- EXERCISE 1:
Decide whether each statement below agrees with the thread on optimizing compilers. Answer yes or no for each, and quote the words of the thread that settle it. (a) In Halide, the schedule is written together with the algorithm rather than apart from it. (b) The benchmark linked in the thread tracks how LLVM improved from version 2.7 to version 11. (c) According to one comment, the web guarantees performance but not compatibility.
- EXERCISE 2:
Carry on the thread on optimizing compilers from the point where it stops.

- PAGE EXTRACT:
# # #
By @jonstewart - 3 months
At least databases have Explain. I'd love to get feedback from clang or gcc about why particular optimizations were not applied.
By @kragen - 3 months
Daniel Bernstein has given an interesting talk about "the death of optimizing compilers" (PDF slides at https://cr.yp.to/talks/2015.04.16/slides-djb-20150416-a4.pdf) claiming that less and less of our code is in that middle ground where it's performance-critical enough to risk running it through an optimizer but not so performance-critical that it needs to be rewritten in assembly.

If we think of the high-level source code (whether in SQL, JS, or Python) as being a functional spec that the low-level implementation should provably follow, maybe we should check them both in, and at build time, run a proof assistant to verify that the implementation still complies with the spec? Rather than running an optimizing compiler every time. I think this is what nanolith is suggesting in https://news.ycombinator.com/item?id=41965701.

Maybe you run the optimizing compiler once when you first write the code, and again when the proof assistant tells you an optimization is no longer valid, but you check the output before you check it in. Or maybe you have the compiler running all the time on a GPU cluster looking for new optimizations.

By @skybrian - 3 months
> The optimizer’s behavior is in some contexts load-bearing and has little margin for error (e.g. missing an optimization).

Well, sure, sometimes, to an extent. But if it's load-bearing, maybe that's a bug? You might have written non-portable code that won't last, because it depends on an implementation detail that isn't standardized.

There are widespread applications where performance isn't critical. For example, any time you do a network request. Web pages shouldn't break because the network is slow today, if you can possibly avoid it.

The web provides no performance guarantees, but it tries pretty hard to provide compatibility guarantees. Your code should, usually, work on new browser versions and on devices that haven't been released yet. New browsers will have different JIT compilers with different performance cliffs. And yet, there are websites written many years ago that still work.

When standardizing things, we need to be precise about what's standardized and what isn't, or protocols "rust shut" and can't be changed without breaking lots of stuff. Not standardizing performance is often a win. (With some exceptions like video game consoles where the hardware is standardized.)

Hyrum's law suggests that all compiler optimizations will eventually be load-bearing for someone, but we should usually try to avoid it. To make sure that the code is robust, perhaps performance should vary. Maybe it would be useful to have something like a chaos monkey for programs, where optimizations vary based on a random seed?

By @froh - 3 months
in the "closing thoughts" [1] of the OP article there's a pointer to "Proebstrings law" [2] which got me to a benchmark [3] how LLVM has improved over 10 years from 2.7 to 11

which leaves me with the strong intuition that indeed what mit benefit more from a rethink is not optimizers but focus on programmer productivity

> Perhaps this means Programming Language Research should be concentrating on something other than optimizations. Perhaps programmer productivity is a more fruitful arena.

[1] https://typesanitizer.com/blog/rethink-optimizers.html#closi...

[2] https://proebsting.cs.arizona.edu/law.html

[3] https://zeux.io/2022/01/08/on-proebstings-law/

By @russellsprouts - 3 months
This reminds me of Halide (https://halide-lang.org/), which is a really interesting design in this direction.

In Halide, you specify the algorithm at a high level, then specify the "schedule" (execution order, vectorization, storage) separately. Then, it verifies that the two match. For tight loops like image kernels, it's often counter-intuitive which execution plan will give the best performance, so being able to experiment with the guarantee that you are still implementing the algorithm correctly is valuable.
# # #
- DATA:
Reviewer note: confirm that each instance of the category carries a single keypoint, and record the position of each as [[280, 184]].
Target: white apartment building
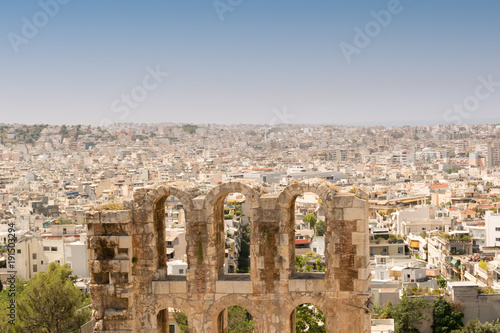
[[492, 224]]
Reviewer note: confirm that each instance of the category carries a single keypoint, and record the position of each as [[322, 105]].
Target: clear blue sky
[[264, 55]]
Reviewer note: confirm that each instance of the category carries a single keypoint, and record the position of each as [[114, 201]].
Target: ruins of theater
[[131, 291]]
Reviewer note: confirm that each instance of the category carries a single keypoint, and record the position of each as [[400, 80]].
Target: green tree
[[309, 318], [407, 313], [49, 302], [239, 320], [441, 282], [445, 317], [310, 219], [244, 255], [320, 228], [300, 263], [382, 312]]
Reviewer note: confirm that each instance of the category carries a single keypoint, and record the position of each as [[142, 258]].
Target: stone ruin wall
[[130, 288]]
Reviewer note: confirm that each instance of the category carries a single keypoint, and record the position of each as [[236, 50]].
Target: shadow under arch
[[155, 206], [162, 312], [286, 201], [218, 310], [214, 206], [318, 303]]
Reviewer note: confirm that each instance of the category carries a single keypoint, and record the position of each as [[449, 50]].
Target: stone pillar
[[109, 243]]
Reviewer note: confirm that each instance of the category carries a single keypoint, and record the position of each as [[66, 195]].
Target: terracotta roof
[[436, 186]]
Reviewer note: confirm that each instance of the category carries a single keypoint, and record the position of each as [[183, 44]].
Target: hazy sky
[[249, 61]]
# # #
- RESULT 1:
(a) No: "(execution order, vectorization, storage) separately"
(b) Yes: "how LLVM has improved over 10 years from 2.7 to 11"
(c) No: "The web provides no performance guarantees, but it tries pretty hard to provide compatibility guarantees."

- RESULT 2:
For a database, it would be as if you could send a high level SQL query and an execution plan together.

Halide is very specific, but I could imagine a general-purpose language with a Python-like high level representation for code behavior, with the option to specify a lower-level implementation with a lot of performance annotations.

By @mcfig - 3 months
Great article. One real case I encountered that I find thought provoking, is where a bunch of test failures were bucketed into the same bucket because link-time code-generation had noticed that a bunch of C++ getter functions had the same output code and combined them all. So stack traces became confusing because the address-to-symbol mapping was more complicated than the logic we had in place was prepared for.

i.e. optimization had violated a rule we were implicitly relying on (that each non-inlined function should start at a distinct address, so that address-to-symbol mapping could be done easily). But that’s not an explicit guarantee and optimizers don’t seem to think about it much. (Well for inlining it seems to have had some thought, still sucks, but anyway this case doesn’t fit the pattern of inlining).

I find it hard to say anyone is dead wrong in this case… but I would turn off that LTCG optimization any time I could, except where proven necessary.

By @taeric - 3 months
I think this is misplacing the need for a rethink. Compilers are amazing at optimizing small programs. What they are less amazing at is optimizing large programs.

The query planner for SQL databases is a good example of this. For small queries, the odds of the planner making a bad choice is rather low. Large queries, on the other hand, are comparatively easy to lead down a bad path. This is why the "no sql" family of databases see more predictable results for a lot of uses. If you can't do complicated queries, then you don't have that peril to worry about.

Worth trying if you have the programs to play with. Run it with and without -O3 and see how the compiler does for you.

By @account42 - 3 months
I'm not sure if this is the right way to look at it? Do you really care if some optimization was performed or not or do you only care about the performance characteristics of the resulting program? Maybe a more sensible solution would be to have better tests for performance regressions.

Still not an easy task (performance is often highly dependent on the input and regressions can hide in very specific cases) but makes more sense to me than writing high level code and then worrying about the details of how the compier translated that high level code.

By @Mikhail_Edoshin - 3 months
One of reasons SQL is declarative is that queries run concurrently yet give the illusion of working in isolation. And unlike the concurrency of independent processes, which is mostly mechanical, this one involves detailed coordination because database queries work on the same data. With these constraints it may be not that easy to come up with an imperative model that is as simple as the current declarative one.
By @yxhuvud - 3 months
No. Language designers need to think about what their language promises and when some users have differing needs, they may need to fulfill those needs.
By @einpoklum - 3 months
From the article:

> Have a good mental model of what the optimizer can and cannot do.

Most DB query planner designers and implementers have little imagination, and their mental model of what optimizers can and cannot do is, well, extremely narrow-minded. There is huge unexplored space of what query planning can be (at least for analytic queries, and we think in columnar terms) - if we just stop insisting on thinking of DBMS operations as black boxes.

By @gpm - 3 months
Arguing against query planning by pointing at a quote about databases is wild. Automatic query planning is ubiquitous and hugely succesfull in databases.
By @sebmellen - 3 months
I like that the author included their intended audience up front. Definitely not me, but it helped me read the article with a different perspective.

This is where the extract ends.